*Materiale dell'esercizio:*
---+---
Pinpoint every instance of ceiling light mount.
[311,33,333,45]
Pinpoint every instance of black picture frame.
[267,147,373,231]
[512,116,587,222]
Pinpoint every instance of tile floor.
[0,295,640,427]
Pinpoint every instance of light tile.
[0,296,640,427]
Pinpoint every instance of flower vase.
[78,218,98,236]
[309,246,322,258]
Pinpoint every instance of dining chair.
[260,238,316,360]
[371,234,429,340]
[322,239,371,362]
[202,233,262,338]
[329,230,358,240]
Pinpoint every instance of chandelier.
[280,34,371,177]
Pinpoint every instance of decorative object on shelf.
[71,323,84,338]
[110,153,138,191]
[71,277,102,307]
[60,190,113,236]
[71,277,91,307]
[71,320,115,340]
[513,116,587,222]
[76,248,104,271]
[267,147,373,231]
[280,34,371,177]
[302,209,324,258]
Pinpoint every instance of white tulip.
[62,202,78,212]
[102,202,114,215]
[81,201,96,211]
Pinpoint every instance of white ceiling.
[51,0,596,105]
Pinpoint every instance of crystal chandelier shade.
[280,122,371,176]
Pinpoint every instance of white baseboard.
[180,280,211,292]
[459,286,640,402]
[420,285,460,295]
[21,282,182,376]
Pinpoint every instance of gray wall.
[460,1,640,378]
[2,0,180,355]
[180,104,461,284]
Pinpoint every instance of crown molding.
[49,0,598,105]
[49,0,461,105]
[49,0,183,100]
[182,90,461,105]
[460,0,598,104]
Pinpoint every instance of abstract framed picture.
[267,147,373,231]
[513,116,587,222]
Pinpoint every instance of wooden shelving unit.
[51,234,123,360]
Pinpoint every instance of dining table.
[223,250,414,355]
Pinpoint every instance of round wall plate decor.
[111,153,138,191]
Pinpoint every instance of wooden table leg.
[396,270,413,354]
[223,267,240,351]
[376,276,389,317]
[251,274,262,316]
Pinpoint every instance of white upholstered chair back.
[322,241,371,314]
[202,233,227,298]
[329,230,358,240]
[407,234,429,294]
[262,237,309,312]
---+---
*Consegna:* Trasformi in un elenco numerato le righe che vanno da quella contenente "Pinpoint every instance of tile floor." fino a quella contenente "[280,122,371,176]", entrambe incluse, omettendo le righe vuote.

*Risposta completa:*
1. Pinpoint every instance of tile floor.
2. [0,295,640,427]
3. Pinpoint every instance of light tile.
4. [0,296,640,427]
5. Pinpoint every instance of flower vase.
6. [78,218,98,236]
7. [309,246,322,258]
8. Pinpoint every instance of dining chair.
9. [260,238,316,360]
10. [371,234,429,340]
11. [322,239,371,362]
12. [202,233,262,338]
13. [329,230,358,240]
14. Pinpoint every instance of chandelier.
15. [280,34,371,177]
16. Pinpoint every instance of decorative object on shelf.
17. [71,323,84,338]
18. [110,153,138,191]
19. [71,277,102,307]
20. [60,190,113,236]
21. [71,277,91,307]
22. [71,320,115,340]
23. [513,116,587,222]
24. [76,248,104,271]
25. [267,147,373,231]
26. [280,34,371,177]
27. [302,209,324,258]
28. Pinpoint every instance of white tulip.
29. [62,202,78,212]
30. [102,202,114,215]
31. [81,201,96,211]
32. Pinpoint every instance of white ceiling.
33. [51,0,596,105]
34. Pinpoint every instance of crystal chandelier shade.
35. [280,122,371,176]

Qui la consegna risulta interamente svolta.